▶ _STATED TASK_: Copy the data precisely, keeping every character.

▶ _THE DATA_:

━━━━

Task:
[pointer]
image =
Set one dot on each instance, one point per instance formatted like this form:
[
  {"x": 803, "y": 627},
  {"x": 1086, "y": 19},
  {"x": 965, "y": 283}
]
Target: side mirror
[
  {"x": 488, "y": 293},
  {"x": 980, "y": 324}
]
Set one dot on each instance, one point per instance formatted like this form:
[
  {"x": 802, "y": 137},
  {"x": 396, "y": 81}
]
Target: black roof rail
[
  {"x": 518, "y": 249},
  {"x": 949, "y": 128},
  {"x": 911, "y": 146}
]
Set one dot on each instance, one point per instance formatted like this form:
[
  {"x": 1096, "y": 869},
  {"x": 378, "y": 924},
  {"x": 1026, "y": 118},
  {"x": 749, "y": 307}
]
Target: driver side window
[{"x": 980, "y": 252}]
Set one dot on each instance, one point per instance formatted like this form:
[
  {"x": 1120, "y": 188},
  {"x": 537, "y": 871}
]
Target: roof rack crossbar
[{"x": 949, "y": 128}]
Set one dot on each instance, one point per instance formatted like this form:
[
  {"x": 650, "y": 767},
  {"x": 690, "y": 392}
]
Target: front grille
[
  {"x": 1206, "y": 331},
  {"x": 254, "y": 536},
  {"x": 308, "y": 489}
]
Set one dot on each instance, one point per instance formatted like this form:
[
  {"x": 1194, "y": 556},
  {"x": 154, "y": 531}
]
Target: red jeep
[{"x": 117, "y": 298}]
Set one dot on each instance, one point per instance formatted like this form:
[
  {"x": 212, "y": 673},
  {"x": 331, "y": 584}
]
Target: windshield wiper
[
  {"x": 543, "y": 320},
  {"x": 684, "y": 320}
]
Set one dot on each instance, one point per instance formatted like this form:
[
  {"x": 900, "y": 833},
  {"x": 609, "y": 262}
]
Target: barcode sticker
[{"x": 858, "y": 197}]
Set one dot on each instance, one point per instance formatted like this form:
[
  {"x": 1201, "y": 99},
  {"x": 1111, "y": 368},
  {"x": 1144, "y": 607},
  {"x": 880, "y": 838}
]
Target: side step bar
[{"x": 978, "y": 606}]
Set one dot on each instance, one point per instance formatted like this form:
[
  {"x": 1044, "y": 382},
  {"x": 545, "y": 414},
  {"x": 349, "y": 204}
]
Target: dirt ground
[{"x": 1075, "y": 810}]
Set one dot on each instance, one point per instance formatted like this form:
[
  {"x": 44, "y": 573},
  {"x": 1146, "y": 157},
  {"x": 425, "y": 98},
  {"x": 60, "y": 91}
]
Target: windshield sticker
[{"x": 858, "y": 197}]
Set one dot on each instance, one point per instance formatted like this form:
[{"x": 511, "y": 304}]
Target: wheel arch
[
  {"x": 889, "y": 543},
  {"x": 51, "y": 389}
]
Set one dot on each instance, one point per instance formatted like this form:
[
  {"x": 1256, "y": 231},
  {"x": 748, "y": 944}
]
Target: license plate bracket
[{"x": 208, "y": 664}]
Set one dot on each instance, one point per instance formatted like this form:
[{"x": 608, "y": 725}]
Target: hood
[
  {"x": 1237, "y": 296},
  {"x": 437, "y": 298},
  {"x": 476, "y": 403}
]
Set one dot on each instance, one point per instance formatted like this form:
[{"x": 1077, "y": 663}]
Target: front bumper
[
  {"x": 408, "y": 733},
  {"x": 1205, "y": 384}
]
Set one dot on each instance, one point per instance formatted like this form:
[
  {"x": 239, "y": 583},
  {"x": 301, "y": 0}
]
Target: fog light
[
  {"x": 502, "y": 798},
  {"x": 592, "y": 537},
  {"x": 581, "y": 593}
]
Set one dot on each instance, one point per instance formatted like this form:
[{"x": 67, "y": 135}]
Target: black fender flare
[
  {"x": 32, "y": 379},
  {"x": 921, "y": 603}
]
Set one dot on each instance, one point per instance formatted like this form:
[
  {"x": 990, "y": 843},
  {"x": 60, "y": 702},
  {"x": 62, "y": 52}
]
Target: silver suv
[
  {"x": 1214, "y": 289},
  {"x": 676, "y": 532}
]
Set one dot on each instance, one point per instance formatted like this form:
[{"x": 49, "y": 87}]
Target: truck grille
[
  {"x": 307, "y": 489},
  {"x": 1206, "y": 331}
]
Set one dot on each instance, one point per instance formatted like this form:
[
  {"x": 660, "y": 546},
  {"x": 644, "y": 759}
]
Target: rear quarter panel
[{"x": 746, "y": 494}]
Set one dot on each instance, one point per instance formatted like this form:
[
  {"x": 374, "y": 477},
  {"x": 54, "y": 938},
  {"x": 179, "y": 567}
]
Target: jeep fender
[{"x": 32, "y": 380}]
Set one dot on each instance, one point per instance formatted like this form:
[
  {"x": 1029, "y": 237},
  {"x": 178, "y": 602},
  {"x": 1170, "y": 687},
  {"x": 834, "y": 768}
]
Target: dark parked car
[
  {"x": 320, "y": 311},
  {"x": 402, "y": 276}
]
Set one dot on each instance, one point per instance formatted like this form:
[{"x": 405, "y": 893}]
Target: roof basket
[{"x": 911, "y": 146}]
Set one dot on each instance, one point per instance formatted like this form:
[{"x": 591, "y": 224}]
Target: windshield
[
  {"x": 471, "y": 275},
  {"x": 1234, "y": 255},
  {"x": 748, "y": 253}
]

━━━━

▶ _EXERCISE OUTPUT_:
Task:
[pointer]
image =
Set one dot on each instance, one point per instance formatted like this form:
[
  {"x": 803, "y": 627},
  {"x": 1086, "y": 19},
  {"x": 965, "y": 283}
]
Target: side mirror
[
  {"x": 488, "y": 293},
  {"x": 980, "y": 324}
]
Set one dot on each instance, one point per instance formatted like this form:
[
  {"x": 802, "y": 137},
  {"x": 396, "y": 81}
]
Target: black roof rail
[
  {"x": 518, "y": 249},
  {"x": 949, "y": 128},
  {"x": 911, "y": 146}
]
Set one dot on each instance, one point per instance formatted like this form:
[
  {"x": 1096, "y": 869},
  {"x": 378, "y": 924},
  {"x": 1026, "y": 118},
  {"x": 749, "y": 307}
]
Target: driver side window
[{"x": 980, "y": 252}]
Set one dot on each instance, one point per instance formatted like this form:
[
  {"x": 1120, "y": 188},
  {"x": 537, "y": 871}
]
Target: roof rack crossbar
[{"x": 949, "y": 128}]
Set one dot on each instance, one point per instance formatted like this form:
[
  {"x": 650, "y": 767},
  {"x": 690, "y": 392}
]
Target: front grille
[
  {"x": 1206, "y": 331},
  {"x": 254, "y": 536},
  {"x": 308, "y": 489}
]
Set one dot on each instance, one point per instance formatted like this form:
[
  {"x": 1194, "y": 556},
  {"x": 154, "y": 531}
]
Target: red jeep
[{"x": 117, "y": 298}]
Set one dot on each instance, one point per instance formatted like this form:
[
  {"x": 212, "y": 673},
  {"x": 331, "y": 584}
]
Target: windshield wiper
[
  {"x": 543, "y": 320},
  {"x": 684, "y": 320}
]
Set one dot on each instance, one point per instance formatted like this form:
[
  {"x": 900, "y": 833},
  {"x": 609, "y": 262}
]
Target: barcode sticker
[{"x": 858, "y": 197}]
Set one dot on each instance, one point per instance formatted like this form:
[
  {"x": 1201, "y": 99},
  {"x": 1111, "y": 368},
  {"x": 1144, "y": 607},
  {"x": 880, "y": 838}
]
Target: side step bar
[{"x": 978, "y": 606}]
Set one dot on each instance, one point per instance formatted like this form:
[
  {"x": 1044, "y": 382},
  {"x": 545, "y": 414},
  {"x": 349, "y": 204}
]
Target: dirt ground
[{"x": 1075, "y": 810}]
Set one dot on each instance, one point per instance formatted like this form:
[
  {"x": 44, "y": 573},
  {"x": 1146, "y": 157},
  {"x": 425, "y": 98},
  {"x": 60, "y": 91}
]
Target: windshield sticker
[{"x": 858, "y": 197}]
Set one dot on each instance, one point per instance formatted like this form:
[{"x": 511, "y": 304}]
Target: wheel arch
[
  {"x": 889, "y": 543},
  {"x": 51, "y": 389}
]
Set one dot on each instance, one point per instance formatted like this form:
[
  {"x": 1256, "y": 231},
  {"x": 748, "y": 944}
]
Target: license plate bracket
[{"x": 208, "y": 664}]
Set one dot on each instance, one point per instance formatted like this form:
[{"x": 608, "y": 725}]
Target: hood
[
  {"x": 1237, "y": 296},
  {"x": 437, "y": 298},
  {"x": 476, "y": 403}
]
Set one dot on each instance, one point per instance formatted like this form:
[{"x": 1077, "y": 663}]
Target: front bumper
[
  {"x": 408, "y": 733},
  {"x": 1205, "y": 384}
]
Set one dot on each instance, one point per instance formatted like this form:
[
  {"x": 239, "y": 583},
  {"x": 301, "y": 0}
]
Target: fog light
[
  {"x": 502, "y": 798},
  {"x": 592, "y": 537},
  {"x": 581, "y": 593}
]
Set one dot on each instance, one point per instance formatted like this form:
[{"x": 67, "y": 135}]
Target: black fender flare
[
  {"x": 32, "y": 379},
  {"x": 921, "y": 603}
]
Set one dot on each instance, one point per instance formatted like this form:
[
  {"x": 990, "y": 843},
  {"x": 60, "y": 702},
  {"x": 62, "y": 52}
]
Target: silver suv
[
  {"x": 1214, "y": 289},
  {"x": 676, "y": 532}
]
Set one dot on each instance, one point per instance formatted like this form:
[{"x": 49, "y": 87}]
Target: truck grille
[
  {"x": 307, "y": 489},
  {"x": 1206, "y": 331}
]
Set one dot on each instance, one point per instance formatted like this form:
[
  {"x": 660, "y": 546},
  {"x": 644, "y": 759}
]
Target: rear quarter panel
[{"x": 746, "y": 494}]
Set one dot on each instance, one point per instance formatted like this form:
[
  {"x": 374, "y": 477},
  {"x": 54, "y": 938},
  {"x": 179, "y": 567}
]
Target: jeep fender
[{"x": 32, "y": 380}]
Set one dot on each instance, one point per instance formatted like this form:
[
  {"x": 1029, "y": 237},
  {"x": 178, "y": 602},
  {"x": 1170, "y": 687},
  {"x": 834, "y": 768}
]
Target: dark parked car
[
  {"x": 320, "y": 311},
  {"x": 402, "y": 276}
]
Set one dot on each instance, one point per instance formatted like this form:
[{"x": 405, "y": 893}]
Target: roof basket
[{"x": 911, "y": 146}]
Set one dot on each instance, one point per instance formatted like this form:
[{"x": 591, "y": 224}]
Target: windshield
[
  {"x": 471, "y": 275},
  {"x": 1234, "y": 255},
  {"x": 748, "y": 253}
]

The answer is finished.